> _Objectives_:
[a] Print the part of the reel mower thread starting at "Hi there. I" and ending at "year old machine.".
[b] Carry on writing the reel mower forum thread, picking up after its final sentence.
>> Begin Page text
# Reel mower question



## Jericho574 (May 24, 2017)

Hi there. I currently have a rotary and manual reel mower. I'd like to start maintaining at .75" with a gas reel. The lawn is just too bumpy for a green's, nor do I feel like spending that kind of money at this point....which leaves me with the standard options of Mclane and TC (front roller of course). All over I'm reading that a good starter Mclane should run you $300-$400. The few that I've come across in that price range are all models from 1997 and thereabouts. Not being completely mechanically inclined, I have my reservations on buying a 20 year old piece of equipment. Am I justified?


----------



## Redtenchu (Jan 28, 2017)

With the Mclane. Yes, you should be careful.

With a TC, kinda, but they are made with better materials (reflected in the price), so you're more likely to find a good 20 year old machine.

It really comes down to how the mower was maintained, I'm sure there are some 2 year old POS reels out there.


----------



## dfw_pilot (Jan 28, 2017)

Just as an aside, I bought a very nice 2006 Toro GM 1000, even came with transport wheels, and works perfectly. I paid $400 for it. Keep that in mind if you get above a couple hundred on a used TruCut that's hard to adjust and keep set properly.
>> End Page text
>> Begin Material
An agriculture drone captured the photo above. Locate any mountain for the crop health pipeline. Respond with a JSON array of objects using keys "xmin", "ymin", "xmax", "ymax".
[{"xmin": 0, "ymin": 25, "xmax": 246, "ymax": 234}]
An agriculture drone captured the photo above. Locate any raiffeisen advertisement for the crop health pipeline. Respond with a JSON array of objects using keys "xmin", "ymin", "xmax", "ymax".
>> End Material
> _Final results_:
[a]
Hi there. I currently have a rotary and manual reel mower. I'd like to start maintaining at .75" with a gas reel. The lawn is just too bumpy for a green's, nor do I feel like spending that kind of money at this point....which leaves me with the standard options of Mclane and TC (front roller of course). All over I'm reading that a good starter Mclane should run you $300-$400. The few that I've come across in that price range are all models from 1997 and thereabouts. Not being completely mechanically inclined, I have my reservations on buying a 20 year old piece of equipment. Am I justified?


----------



## Redtenchu (Jan 28, 2017)

With the Mclane. Yes, you should be careful.

With a TC, kinda, but they are made with better materials (reflected in the price), so you're more likely to find a good 20 year old machine.

[b]
----------



## Jericho574 (May 24, 2017)

dfw_pilot said:


> Just as an aside, I bought a very nice 2006 Toro GM 1000, even came with transport wheels, and works perfectly. I paid $400 for it. Keep that in mind if you get above a couple hundred on a used TruCut that's hard to adjust and keep set properly.


If I could find one of those, I'd snatch it up in a heartbeat.


----------



## Redtenchu (Jan 28, 2017)

Weeks Auction is in your area and sells turf equipment all the time. A few guys have purchased greens mowers for less than $100.


----------



## SGrabs33 (Feb 13, 2017)

dfw_pilot said:


> used TruCut that's hard to adjust and keep set properly.


Quit talking about my babies like that!

Agreed that if you have the right lawn(no big hills) and can find a greens mower for a good price that's a great way to go.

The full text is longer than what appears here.